▶ [Instrucción] Extrae sin cambios, del texto sobre la universidad y la financiación de lo público, el fragmento que se abre con las palabras que contienen "Son cuestiones complejas" y se cierra con "financiar servicios esenciales?".

▶ [Texto dado]
—————

La universidad ni debe estar al servicio del mercado ni puede permanecer desvinculada de la sociedad. Defiendo una enseñanza pública eficiente, universal y de calidad, en la que prevalezca la solidaridad y la búsqueda del bien común. Pero ha de estar financiada con recursos adecuados. Y eso es harina de otro costal.

Por eso pondero las limitaciones que nos rodean y la conveniencia de afrontar las reformas posibles combinando utopía y pragmatismo. Asumo que hay que luchar individual y colectivamente para mejorar la situación actual y favorecer la excelencia y la igualdad de oportunidades, pero reconozco que esa lucha no puede circunscribirse a la universidad.

Por conveniencia y/o tozudez, muchos defensores de lo público piensan que todo lo público es bueno y debe financiarse con impuestos. Consideran la iniciativa privada 'siempre sospechosa'. Pero, ni todo lo público es equitativo y eficiente, ni todo lo privado influye del mismo modo en nuestras vidas.

Son cuestiones complejas en las que sobran maniqueísmos y falsas justificaciones neoliberales para atacar interesadamente lo público. Vivimos en economías mixtas, con sistemas fiscales supuestamente eficaces, justos y favorecedores de la cohesión social. Pero, ¿qué hacer cuando la fiscalidad no es justa, ni eficiente, ni contribuye a una sociedad mejor? ¿Cómo actuar cuando los recursos públicos son insuficientes para financiar servicios esenciales?

¿Apostamos por lo público, sin ponderar el entorno que nos rodea, o nos abrimos a nuevas fórmulas de gestión, con la ilusión de poder controlarlas para que no eclipsen los valores y objetivos que consideremos esenciales?

—————

▶ [Datos proporcionados]
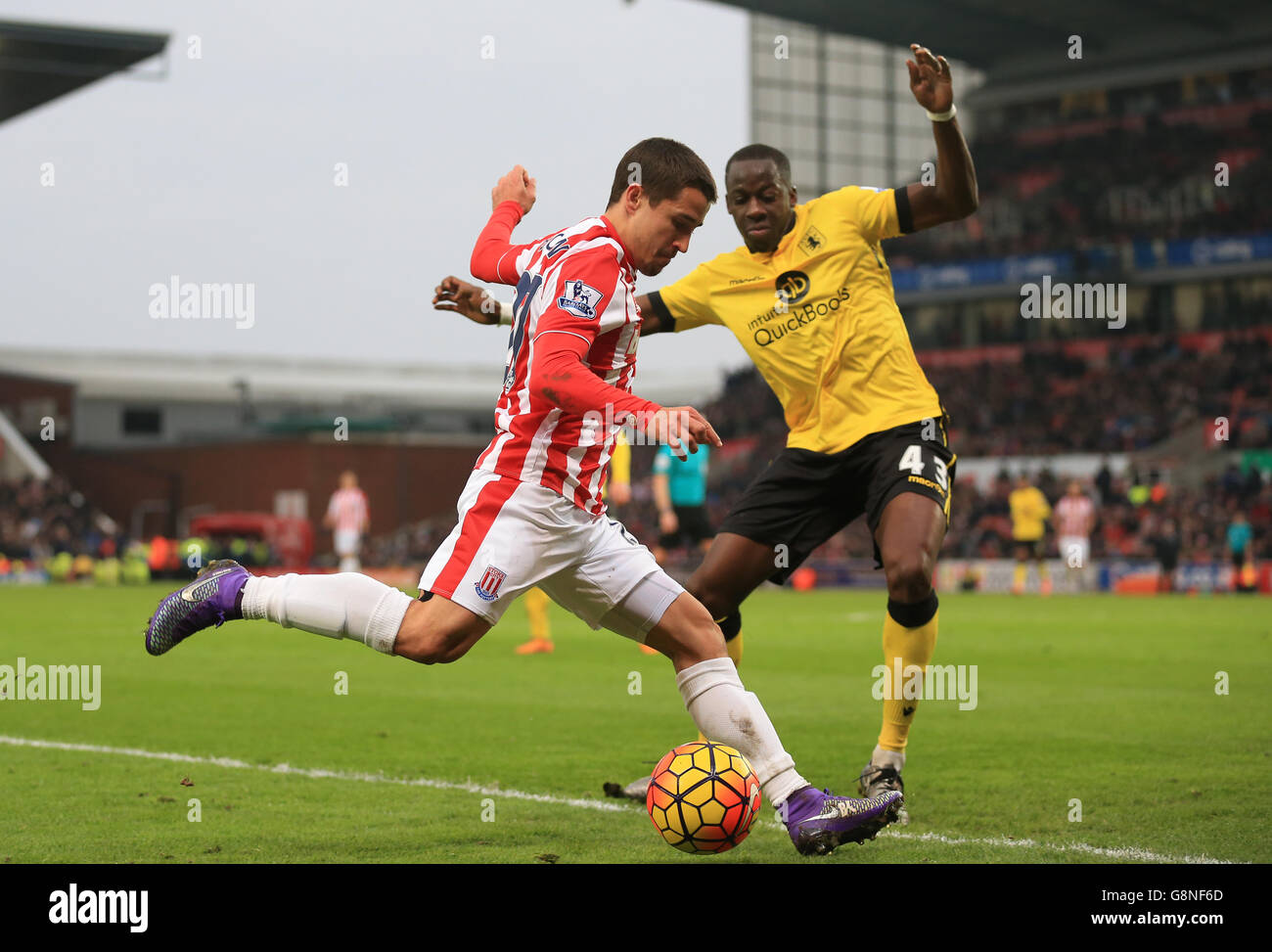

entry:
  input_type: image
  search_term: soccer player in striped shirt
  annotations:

—————

▶ [Problema resuelto]
Son cuestiones complejas en las que sobran maniqueísmos y falsas justificaciones neoliberales para atacar interesadamente lo público. Vivimos en economías mixtas, con sistemas fiscales supuestamente eficaces, justos y favorecedores de la cohesión social. Pero, ¿qué hacer cuando la fiscalidad no es justa, ni eficiente, ni contribuye a una sociedad mejor? ¿Cómo actuar cuando los recursos públicos son insuficientes para financiar servicios esenciales?